### Excerpted passage
That is why you can regain lost muscle mass faster! 
More experienced strength athletes and bodybuilders know that maintaining a certain level of muscle mass is much easier than building it up to that level. At the same time, many athletes know that they can rebuild lost muscle mass faster than was originally the case. But even if these observations are intuitive in nature, the mechanisms behind them are not directly obvious. To understand how these things work, we need to look at how exercise and skipping exercise affect the rate of muscle protein synthesis, the number of nuclei in muscle fibers, and the level of activation of motor units that we achieve during exercise.
What happens during training, when you skip training, when you return, and when you are maintained?
In short, we continuously gain strength and muscle mass during training. The increase in muscle volume is called ” hypertrophy “. In contrast, we lose more muscle during the phase of no training. This is called ” atrophy “. Then when we resume training, we will build up the lost strength and muscle mass that we once had.

### Instructions to follow
Quote the passage on regaining lost muscle mass word for word, from "What happens during" up to and including "we once had.".

### Source material
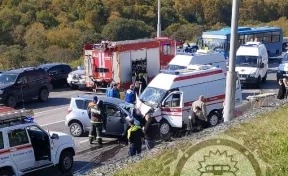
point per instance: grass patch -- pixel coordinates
(266, 136)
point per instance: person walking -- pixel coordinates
(150, 131)
(108, 90)
(96, 116)
(135, 136)
(130, 95)
(198, 113)
(281, 90)
(114, 92)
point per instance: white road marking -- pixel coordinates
(50, 110)
(84, 141)
(47, 124)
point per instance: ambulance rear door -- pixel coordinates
(171, 109)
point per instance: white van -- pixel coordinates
(252, 63)
(171, 93)
(203, 57)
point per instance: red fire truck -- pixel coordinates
(120, 61)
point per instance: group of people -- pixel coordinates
(135, 135)
(283, 89)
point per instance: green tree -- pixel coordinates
(124, 29)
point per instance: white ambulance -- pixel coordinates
(203, 57)
(171, 93)
(252, 63)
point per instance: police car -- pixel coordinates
(25, 147)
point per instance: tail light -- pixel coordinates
(69, 110)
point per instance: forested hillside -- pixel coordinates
(38, 31)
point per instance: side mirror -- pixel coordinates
(55, 136)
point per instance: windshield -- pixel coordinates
(214, 43)
(250, 61)
(5, 78)
(175, 67)
(152, 96)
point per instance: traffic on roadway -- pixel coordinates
(166, 88)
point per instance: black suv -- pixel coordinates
(57, 72)
(24, 84)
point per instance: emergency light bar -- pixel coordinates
(13, 115)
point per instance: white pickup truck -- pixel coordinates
(25, 147)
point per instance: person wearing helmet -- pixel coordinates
(96, 115)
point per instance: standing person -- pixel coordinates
(137, 88)
(198, 112)
(282, 90)
(114, 92)
(143, 83)
(108, 90)
(130, 95)
(150, 131)
(96, 120)
(286, 86)
(135, 136)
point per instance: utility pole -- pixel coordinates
(159, 19)
(231, 74)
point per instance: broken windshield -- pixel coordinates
(152, 96)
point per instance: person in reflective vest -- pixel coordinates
(96, 117)
(135, 137)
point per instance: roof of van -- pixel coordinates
(167, 81)
(197, 58)
(249, 49)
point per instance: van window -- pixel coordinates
(250, 61)
(173, 100)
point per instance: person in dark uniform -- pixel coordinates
(135, 136)
(96, 117)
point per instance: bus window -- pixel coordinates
(275, 36)
(249, 38)
(267, 37)
(258, 37)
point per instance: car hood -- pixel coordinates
(63, 138)
(78, 72)
(246, 70)
(4, 85)
(283, 67)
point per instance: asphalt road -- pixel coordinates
(51, 115)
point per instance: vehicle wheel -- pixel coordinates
(76, 129)
(11, 101)
(165, 130)
(65, 162)
(258, 84)
(43, 95)
(264, 78)
(213, 118)
(6, 173)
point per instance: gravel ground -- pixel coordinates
(110, 168)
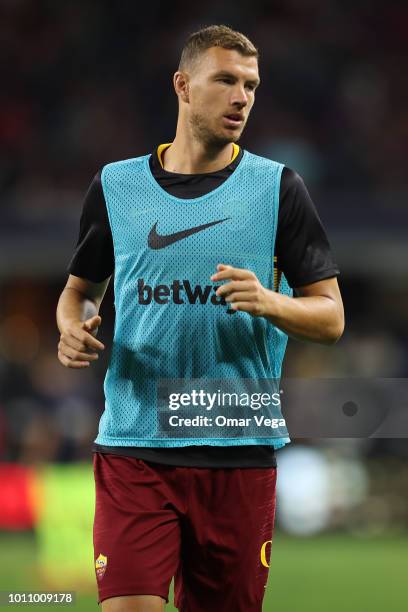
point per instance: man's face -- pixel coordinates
(221, 94)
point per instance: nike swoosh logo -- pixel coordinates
(159, 241)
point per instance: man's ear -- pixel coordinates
(182, 85)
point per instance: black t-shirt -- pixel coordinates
(302, 251)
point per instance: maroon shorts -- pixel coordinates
(209, 528)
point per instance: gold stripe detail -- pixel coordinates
(235, 151)
(160, 150)
(163, 147)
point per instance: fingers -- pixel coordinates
(86, 339)
(76, 355)
(92, 323)
(69, 363)
(77, 347)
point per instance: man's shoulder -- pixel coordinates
(124, 165)
(261, 162)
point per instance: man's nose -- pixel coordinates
(240, 96)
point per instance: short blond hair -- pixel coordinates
(215, 36)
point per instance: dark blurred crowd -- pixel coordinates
(91, 82)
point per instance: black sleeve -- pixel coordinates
(301, 245)
(93, 257)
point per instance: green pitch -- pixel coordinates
(330, 573)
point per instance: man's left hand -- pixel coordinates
(244, 292)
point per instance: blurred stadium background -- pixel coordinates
(87, 83)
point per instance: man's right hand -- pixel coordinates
(77, 345)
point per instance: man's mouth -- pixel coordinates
(234, 119)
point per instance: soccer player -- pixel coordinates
(218, 255)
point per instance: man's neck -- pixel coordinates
(194, 158)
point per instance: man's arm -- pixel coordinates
(317, 315)
(78, 321)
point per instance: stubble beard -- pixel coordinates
(209, 137)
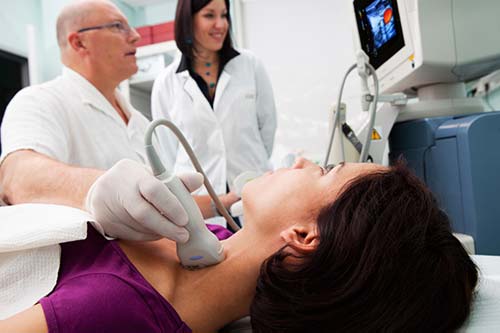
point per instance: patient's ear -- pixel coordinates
(302, 238)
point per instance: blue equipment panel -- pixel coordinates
(459, 159)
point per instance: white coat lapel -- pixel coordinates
(193, 91)
(221, 86)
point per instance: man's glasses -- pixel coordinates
(119, 27)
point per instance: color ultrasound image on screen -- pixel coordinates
(379, 28)
(379, 14)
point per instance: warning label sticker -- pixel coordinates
(376, 135)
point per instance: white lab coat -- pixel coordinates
(69, 120)
(237, 135)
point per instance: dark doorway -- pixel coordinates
(13, 77)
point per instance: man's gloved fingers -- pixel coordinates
(162, 201)
(192, 180)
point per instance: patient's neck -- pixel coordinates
(209, 298)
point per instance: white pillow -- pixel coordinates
(485, 314)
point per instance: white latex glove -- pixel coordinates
(130, 203)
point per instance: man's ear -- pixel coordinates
(75, 42)
(301, 238)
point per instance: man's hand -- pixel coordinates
(130, 203)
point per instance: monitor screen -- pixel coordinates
(379, 27)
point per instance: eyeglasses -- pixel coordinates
(119, 27)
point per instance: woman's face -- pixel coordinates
(210, 26)
(298, 193)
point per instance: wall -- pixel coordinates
(306, 49)
(14, 17)
(306, 46)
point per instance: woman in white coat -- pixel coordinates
(220, 98)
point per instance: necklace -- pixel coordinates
(208, 73)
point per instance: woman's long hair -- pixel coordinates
(184, 35)
(386, 262)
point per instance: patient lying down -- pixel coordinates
(357, 248)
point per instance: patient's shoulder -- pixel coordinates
(103, 302)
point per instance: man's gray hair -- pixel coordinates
(74, 16)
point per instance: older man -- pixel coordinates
(60, 136)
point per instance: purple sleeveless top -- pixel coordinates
(100, 290)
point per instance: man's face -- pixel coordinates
(111, 49)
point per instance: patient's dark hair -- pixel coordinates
(386, 262)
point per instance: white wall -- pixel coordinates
(306, 47)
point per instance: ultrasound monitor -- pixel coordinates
(416, 43)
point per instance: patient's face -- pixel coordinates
(298, 193)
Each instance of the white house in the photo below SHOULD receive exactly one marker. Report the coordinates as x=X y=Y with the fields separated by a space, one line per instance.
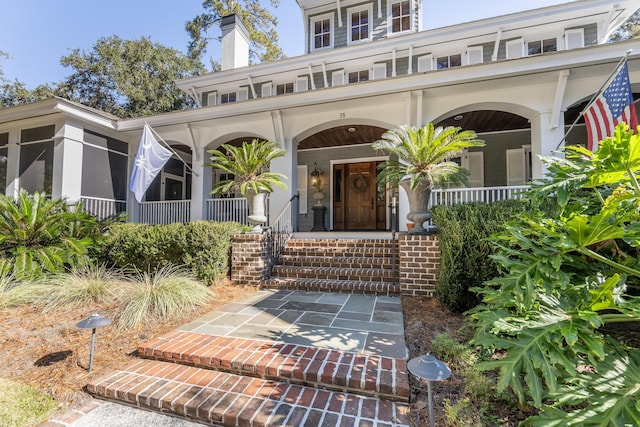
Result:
x=518 y=80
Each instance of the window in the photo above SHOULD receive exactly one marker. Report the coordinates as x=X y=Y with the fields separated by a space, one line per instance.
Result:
x=542 y=46
x=36 y=159
x=400 y=16
x=322 y=32
x=226 y=98
x=360 y=24
x=359 y=76
x=514 y=48
x=425 y=63
x=284 y=88
x=474 y=55
x=574 y=38
x=448 y=61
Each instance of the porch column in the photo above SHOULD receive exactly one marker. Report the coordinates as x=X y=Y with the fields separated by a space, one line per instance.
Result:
x=287 y=166
x=13 y=164
x=67 y=163
x=544 y=140
x=198 y=196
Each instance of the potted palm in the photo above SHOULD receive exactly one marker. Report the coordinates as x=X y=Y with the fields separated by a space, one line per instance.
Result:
x=249 y=166
x=422 y=160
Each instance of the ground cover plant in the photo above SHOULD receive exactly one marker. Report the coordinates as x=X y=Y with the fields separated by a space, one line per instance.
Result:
x=568 y=277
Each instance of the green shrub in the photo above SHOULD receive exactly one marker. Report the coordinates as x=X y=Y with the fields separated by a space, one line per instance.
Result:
x=203 y=247
x=163 y=295
x=39 y=235
x=566 y=276
x=465 y=253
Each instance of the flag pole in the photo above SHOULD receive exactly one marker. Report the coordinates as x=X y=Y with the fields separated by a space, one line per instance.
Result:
x=171 y=148
x=595 y=96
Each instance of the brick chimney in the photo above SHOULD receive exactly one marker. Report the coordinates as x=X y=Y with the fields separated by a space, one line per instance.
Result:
x=235 y=43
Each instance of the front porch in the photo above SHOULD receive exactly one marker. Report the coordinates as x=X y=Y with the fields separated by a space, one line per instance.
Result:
x=236 y=209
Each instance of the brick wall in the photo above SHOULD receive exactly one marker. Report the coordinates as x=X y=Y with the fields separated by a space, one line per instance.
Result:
x=249 y=258
x=419 y=260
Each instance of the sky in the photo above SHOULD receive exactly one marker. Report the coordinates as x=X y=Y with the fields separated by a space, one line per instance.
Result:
x=37 y=33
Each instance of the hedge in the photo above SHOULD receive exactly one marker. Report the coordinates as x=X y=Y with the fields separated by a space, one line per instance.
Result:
x=203 y=247
x=465 y=253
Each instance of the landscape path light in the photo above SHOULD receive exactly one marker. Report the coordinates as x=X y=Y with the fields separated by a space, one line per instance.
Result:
x=429 y=368
x=93 y=322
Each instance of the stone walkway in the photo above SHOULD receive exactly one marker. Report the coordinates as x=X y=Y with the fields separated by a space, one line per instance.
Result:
x=280 y=358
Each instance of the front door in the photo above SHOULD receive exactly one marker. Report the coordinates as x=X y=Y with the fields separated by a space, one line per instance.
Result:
x=357 y=203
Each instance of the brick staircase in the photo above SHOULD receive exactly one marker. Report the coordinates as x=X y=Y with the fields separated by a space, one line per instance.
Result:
x=336 y=265
x=233 y=381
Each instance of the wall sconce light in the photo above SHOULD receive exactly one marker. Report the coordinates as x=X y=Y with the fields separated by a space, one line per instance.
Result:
x=316 y=178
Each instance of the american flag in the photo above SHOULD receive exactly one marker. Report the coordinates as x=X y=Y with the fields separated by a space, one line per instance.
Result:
x=613 y=106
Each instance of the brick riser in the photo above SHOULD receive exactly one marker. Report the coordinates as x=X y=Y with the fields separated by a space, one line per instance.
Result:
x=329 y=273
x=339 y=286
x=297 y=364
x=335 y=262
x=335 y=265
x=225 y=399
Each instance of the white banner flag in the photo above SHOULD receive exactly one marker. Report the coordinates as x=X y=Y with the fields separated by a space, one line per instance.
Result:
x=150 y=160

### Solution to this task
What happens during training, when you skip training, when you return, and when you are maintained?
In short, we continuously gain strength and muscle mass during training. The increase in muscle volume is called ” hypertrophy “. In contrast, we lose more muscle during the phase of no training. This is called ” atrophy “. Then when we resume training, we will build up the lost strength and muscle mass that we once had.